> _Exercise_: Would you output all the entries below without altering a word?

[Data — start]

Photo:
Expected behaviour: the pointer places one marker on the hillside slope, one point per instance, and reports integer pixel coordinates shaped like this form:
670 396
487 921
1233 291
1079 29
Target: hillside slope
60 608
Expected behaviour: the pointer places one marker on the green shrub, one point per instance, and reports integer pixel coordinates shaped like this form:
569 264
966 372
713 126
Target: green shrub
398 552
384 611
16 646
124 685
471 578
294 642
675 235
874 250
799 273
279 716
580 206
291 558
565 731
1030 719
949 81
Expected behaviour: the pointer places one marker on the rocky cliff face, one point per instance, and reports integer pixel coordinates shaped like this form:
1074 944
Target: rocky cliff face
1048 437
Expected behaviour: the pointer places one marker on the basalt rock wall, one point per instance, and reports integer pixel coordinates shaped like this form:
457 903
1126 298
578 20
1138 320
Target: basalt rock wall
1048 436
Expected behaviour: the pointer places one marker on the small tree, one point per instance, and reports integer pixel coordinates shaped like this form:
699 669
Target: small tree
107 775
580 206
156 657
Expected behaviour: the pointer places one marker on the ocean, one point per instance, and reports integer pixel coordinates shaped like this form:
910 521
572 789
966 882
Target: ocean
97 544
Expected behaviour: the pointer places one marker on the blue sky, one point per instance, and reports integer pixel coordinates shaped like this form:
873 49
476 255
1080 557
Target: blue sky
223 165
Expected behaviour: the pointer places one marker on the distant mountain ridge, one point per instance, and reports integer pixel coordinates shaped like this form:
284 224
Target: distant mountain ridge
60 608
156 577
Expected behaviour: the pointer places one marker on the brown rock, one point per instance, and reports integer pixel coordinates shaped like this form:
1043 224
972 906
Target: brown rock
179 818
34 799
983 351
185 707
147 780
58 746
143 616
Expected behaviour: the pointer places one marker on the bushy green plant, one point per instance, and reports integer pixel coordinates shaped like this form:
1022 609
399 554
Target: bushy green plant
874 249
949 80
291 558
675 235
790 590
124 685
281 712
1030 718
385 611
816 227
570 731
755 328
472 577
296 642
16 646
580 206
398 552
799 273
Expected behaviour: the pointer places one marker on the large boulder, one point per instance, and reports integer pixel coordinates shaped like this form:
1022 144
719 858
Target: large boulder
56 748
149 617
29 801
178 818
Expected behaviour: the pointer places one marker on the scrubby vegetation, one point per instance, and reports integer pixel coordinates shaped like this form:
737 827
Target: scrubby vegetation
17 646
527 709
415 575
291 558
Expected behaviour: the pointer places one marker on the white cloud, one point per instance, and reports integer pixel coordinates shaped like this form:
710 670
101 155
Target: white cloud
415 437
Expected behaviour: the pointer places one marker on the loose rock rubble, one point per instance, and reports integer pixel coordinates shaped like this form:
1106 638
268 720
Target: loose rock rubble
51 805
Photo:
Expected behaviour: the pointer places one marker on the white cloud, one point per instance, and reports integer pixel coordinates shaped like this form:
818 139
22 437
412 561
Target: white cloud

[Data — finish]

> _Response to the exercise_:
Photo:
Expected behaviour: the pointer places one marker on the hillside slope, one point per instance, and reports integer pixel coordinates shaped like this form:
670 396
487 921
1233 291
1079 29
Target: hillside slope
60 608
Expected behaviour: the pointer places one marker on the green shrub, one point per instance, and reports integer pixel coordinates shaped like this form:
569 264
966 372
713 126
Target: green shrub
398 552
384 611
16 646
124 685
471 578
294 642
675 235
874 250
799 273
279 716
580 206
291 558
565 731
1030 719
949 81
Expected behaviour: the pointer places one marker on the rocky cliff face, one point per instance, and reports integer pixel coordinates shaped like this form:
1074 944
Target: rocky cliff face
1048 437
Expected behaviour: the pointer places one marker on the basalt rock wall, one point per instance, and reports integer pixel coordinates shaped like this form:
457 903
1126 298
578 20
1138 320
Target: basalt rock wall
1048 436
Expected behaviour: the pointer places one marker on the small tree, one point per instance, and reports integer pixel coordinates shaped like this form:
699 669
Target: small tree
107 775
580 206
156 657
Expected behaviour: the pointer places one marker on the ocean, one point per instance, and reports integer pixel coordinates shaped like this form:
910 521
572 789
966 882
Target: ocean
97 544
Expected behaviour: the pointer places one marker on the blue sky, one point per instance, and reports integer pixel coordinates shaped like this form:
873 49
476 255
1080 557
Target: blue sky
223 165
Expected behaviour: the pointer places one marker on the distant mountain ridge, one point per instance, and reports integer pixel coordinates shaped like this form:
284 224
Target: distant mountain ridge
60 608
156 577
Expected behaviour: the pointer places one marker on the brown rock, one point per instance, and reports integer pixel coordinates shaped like this form:
1043 224
972 906
Target: brown rock
179 818
34 799
983 351
185 707
147 780
58 746
143 616
Expected behaviour: the pointer places one marker on the bushy green plant, one point per instance, and reports integer pixel coordinates shaped like this form:
1022 609
399 554
Target: bushy green plant
874 249
949 80
291 558
675 235
790 590
124 685
281 712
1030 718
385 611
816 227
570 731
755 328
472 577
296 642
16 646
580 206
398 552
799 273
Expected behaviour: the pointer places one marker on the large boulder, one point per instance, and reports integer pixel coordinates shaped like this form:
1022 144
719 858
Target: large boulder
56 748
149 617
29 801
178 818
Expected behaviour: the pointer places one marker on the scrubby vegetation, one point per instance, and reports integer pixel coordinates shaped like this form:
737 827
Target: scrubby vegetation
17 646
527 709
415 575
291 558
Expected behaviour: the pointer places one marker on the white cloud, one point per instance, and reports integer pixel coordinates shaped like this form:
710 670
101 155
Target: white cloud
415 437
Expected behaviour: the pointer places one marker on the loose rock rubble, one point per instance, and reports integer pixel coordinates shaped like this form:
1106 638
268 720
Target: loose rock rubble
51 805
Photo:
Expected behaviour: the pointer places one marker on the white cloud, one point per instance, and reports integer pixel coordinates shaped like this form:
818 139
22 437
412 561
Target: white cloud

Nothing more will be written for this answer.